What you should do:
Can you express the data from the line with "task: segment the deep blue sky" up to and including the line with "[[[255,5],[1,2],[0,183],[255,183]]]" as a JSON list of strings, one string per line, with blank lines left out?

Stored data:
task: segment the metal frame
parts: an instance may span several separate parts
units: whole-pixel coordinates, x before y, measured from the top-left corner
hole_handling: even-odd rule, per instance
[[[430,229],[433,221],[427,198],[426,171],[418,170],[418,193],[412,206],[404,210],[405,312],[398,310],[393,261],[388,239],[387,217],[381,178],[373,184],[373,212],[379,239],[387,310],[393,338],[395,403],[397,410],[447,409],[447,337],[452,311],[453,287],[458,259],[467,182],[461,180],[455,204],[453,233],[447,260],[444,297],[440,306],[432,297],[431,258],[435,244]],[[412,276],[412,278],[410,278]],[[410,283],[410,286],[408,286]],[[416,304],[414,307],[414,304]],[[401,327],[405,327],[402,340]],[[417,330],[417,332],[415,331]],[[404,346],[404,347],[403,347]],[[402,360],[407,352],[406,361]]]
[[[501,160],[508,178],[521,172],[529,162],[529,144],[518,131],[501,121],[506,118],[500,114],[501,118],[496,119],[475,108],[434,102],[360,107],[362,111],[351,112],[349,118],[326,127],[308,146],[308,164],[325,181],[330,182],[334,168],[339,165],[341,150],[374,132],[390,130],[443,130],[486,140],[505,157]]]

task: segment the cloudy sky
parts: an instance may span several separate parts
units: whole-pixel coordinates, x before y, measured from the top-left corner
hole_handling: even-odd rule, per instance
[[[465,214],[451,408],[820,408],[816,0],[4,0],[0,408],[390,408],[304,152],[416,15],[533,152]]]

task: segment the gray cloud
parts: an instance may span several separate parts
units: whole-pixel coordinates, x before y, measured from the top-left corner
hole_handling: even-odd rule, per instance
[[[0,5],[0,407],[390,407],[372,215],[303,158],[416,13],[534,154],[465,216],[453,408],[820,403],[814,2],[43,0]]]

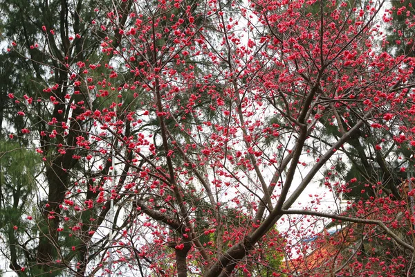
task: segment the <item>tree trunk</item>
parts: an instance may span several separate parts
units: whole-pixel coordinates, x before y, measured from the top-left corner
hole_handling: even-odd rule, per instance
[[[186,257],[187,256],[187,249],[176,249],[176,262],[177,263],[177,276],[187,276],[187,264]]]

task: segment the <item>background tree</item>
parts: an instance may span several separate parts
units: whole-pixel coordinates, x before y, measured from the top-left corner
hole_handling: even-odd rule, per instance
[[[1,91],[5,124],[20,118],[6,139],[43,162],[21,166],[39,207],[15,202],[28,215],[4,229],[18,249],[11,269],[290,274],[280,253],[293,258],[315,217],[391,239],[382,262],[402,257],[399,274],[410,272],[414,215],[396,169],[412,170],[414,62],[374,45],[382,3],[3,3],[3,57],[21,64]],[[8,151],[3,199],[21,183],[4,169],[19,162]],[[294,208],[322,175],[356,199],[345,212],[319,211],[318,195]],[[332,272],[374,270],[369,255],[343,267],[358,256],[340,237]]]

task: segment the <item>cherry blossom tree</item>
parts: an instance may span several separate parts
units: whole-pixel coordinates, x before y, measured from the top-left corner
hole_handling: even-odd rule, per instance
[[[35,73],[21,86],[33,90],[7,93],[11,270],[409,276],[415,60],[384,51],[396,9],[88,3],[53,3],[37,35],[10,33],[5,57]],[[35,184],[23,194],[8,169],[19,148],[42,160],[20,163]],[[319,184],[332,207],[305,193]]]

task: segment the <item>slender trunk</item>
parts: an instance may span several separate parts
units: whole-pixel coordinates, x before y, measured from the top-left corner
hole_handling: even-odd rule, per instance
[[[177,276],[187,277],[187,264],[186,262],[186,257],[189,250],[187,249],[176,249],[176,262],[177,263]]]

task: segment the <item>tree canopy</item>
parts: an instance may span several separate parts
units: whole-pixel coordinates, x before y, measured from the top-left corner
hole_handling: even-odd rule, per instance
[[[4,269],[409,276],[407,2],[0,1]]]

--

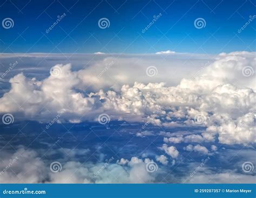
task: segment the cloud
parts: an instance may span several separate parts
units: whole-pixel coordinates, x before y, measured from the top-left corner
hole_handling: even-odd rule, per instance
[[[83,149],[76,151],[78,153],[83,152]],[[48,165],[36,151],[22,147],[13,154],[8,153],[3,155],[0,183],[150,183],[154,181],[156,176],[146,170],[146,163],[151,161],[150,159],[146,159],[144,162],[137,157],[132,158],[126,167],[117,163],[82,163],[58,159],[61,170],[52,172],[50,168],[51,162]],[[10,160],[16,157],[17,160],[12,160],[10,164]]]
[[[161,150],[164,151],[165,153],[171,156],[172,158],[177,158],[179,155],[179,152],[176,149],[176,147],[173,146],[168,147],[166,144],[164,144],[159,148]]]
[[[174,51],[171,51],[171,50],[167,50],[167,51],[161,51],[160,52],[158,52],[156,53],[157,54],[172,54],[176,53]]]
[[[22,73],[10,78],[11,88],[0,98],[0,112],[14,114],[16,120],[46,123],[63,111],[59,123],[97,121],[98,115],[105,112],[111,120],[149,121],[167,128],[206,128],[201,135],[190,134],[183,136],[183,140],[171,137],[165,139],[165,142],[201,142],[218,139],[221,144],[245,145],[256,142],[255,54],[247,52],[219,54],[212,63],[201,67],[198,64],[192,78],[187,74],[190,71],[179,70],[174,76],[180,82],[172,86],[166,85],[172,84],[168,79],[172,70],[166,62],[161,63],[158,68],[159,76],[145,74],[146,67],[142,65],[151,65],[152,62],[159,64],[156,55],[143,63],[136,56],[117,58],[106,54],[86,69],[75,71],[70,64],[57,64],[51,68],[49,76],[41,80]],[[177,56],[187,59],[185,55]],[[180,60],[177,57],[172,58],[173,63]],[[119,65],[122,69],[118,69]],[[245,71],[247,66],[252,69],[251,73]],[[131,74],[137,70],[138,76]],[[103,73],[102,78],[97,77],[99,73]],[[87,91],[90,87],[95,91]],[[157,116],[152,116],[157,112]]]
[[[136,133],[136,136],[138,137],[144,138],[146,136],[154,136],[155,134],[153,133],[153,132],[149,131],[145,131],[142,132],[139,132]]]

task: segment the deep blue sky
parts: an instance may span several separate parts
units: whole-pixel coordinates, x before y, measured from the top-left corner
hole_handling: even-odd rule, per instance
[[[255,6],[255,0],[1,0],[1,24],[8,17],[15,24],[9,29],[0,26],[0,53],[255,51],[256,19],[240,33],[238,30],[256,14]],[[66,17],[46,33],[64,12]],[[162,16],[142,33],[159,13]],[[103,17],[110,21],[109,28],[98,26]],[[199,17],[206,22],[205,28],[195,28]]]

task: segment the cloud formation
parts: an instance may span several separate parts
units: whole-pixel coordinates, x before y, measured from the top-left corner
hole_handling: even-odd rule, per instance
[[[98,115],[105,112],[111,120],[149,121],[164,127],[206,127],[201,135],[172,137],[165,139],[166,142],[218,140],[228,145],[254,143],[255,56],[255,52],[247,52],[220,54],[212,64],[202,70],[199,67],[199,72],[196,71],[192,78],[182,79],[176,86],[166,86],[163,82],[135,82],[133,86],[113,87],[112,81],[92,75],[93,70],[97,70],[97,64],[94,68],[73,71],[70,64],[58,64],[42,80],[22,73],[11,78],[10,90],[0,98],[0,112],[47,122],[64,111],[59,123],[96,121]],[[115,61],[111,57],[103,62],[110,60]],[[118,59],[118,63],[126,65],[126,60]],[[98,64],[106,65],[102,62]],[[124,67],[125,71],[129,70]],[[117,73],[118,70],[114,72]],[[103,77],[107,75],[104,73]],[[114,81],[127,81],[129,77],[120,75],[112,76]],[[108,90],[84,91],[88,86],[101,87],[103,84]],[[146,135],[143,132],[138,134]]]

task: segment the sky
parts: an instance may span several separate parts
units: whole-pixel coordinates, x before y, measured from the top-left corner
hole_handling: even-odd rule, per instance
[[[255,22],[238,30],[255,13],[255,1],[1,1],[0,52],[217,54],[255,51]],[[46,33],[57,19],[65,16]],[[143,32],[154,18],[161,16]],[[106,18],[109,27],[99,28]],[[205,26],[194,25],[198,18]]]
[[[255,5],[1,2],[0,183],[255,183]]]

Task result:
[
  "task: segment the deep blue sky",
  "parts: an instance may span several separate parts",
  "units: whole-pixel coordinates, x before y, measured from the top-left corner",
  "hole_handling: even-odd rule, per instance",
  "[[[255,6],[255,0],[1,0],[1,24],[8,17],[15,24],[9,29],[0,26],[0,53],[255,51],[256,19],[240,33],[238,30],[256,14]],[[66,17],[46,33],[64,12]],[[162,16],[142,33],[159,13]],[[103,17],[110,21],[109,28],[98,26]],[[199,17],[206,22],[205,28],[195,28]]]",
  "task: segment the cloud formation",
  "parts: an instance may span several separate parts",
  "units: whole-pixel coordinates, x before y, measured from the top-left corner",
  "hole_handling: even-odd rule, per instance",
  "[[[98,115],[105,112],[111,120],[149,121],[164,127],[206,127],[201,135],[172,137],[165,139],[166,142],[218,140],[228,145],[254,143],[255,56],[255,52],[247,52],[220,54],[212,64],[202,70],[199,67],[199,72],[196,71],[192,78],[182,79],[176,86],[166,86],[163,82],[135,82],[133,86],[113,87],[112,81],[92,75],[93,70],[97,70],[97,64],[94,68],[73,71],[70,64],[58,64],[42,80],[22,73],[11,78],[10,90],[0,98],[0,112],[47,122],[64,111],[59,123],[96,121]],[[115,61],[111,57],[103,62],[110,60]],[[118,59],[118,63],[126,65],[126,60]],[[98,64],[106,65],[102,62]],[[124,67],[125,71],[129,70]],[[117,73],[118,70],[114,72]],[[103,77],[107,75],[104,73]],[[114,81],[127,81],[129,77],[120,75],[112,76]],[[108,90],[84,91],[88,86],[101,87],[103,84]],[[146,135],[143,132],[138,134]]]",
  "task: segment the sky",
  "parts: an instance may span several separate parts",
  "units: whole-pixel coordinates, x before y, measured from the top-left corner",
  "hole_handling: even-odd rule, per instance",
  "[[[255,22],[238,30],[255,13],[255,1],[1,1],[0,52],[217,54],[255,51]],[[46,33],[57,19],[65,16]],[[143,32],[154,18],[161,16]],[[106,18],[109,27],[99,28]],[[205,26],[194,25],[198,18]]]",
  "[[[255,5],[1,2],[0,183],[255,183]]]"
]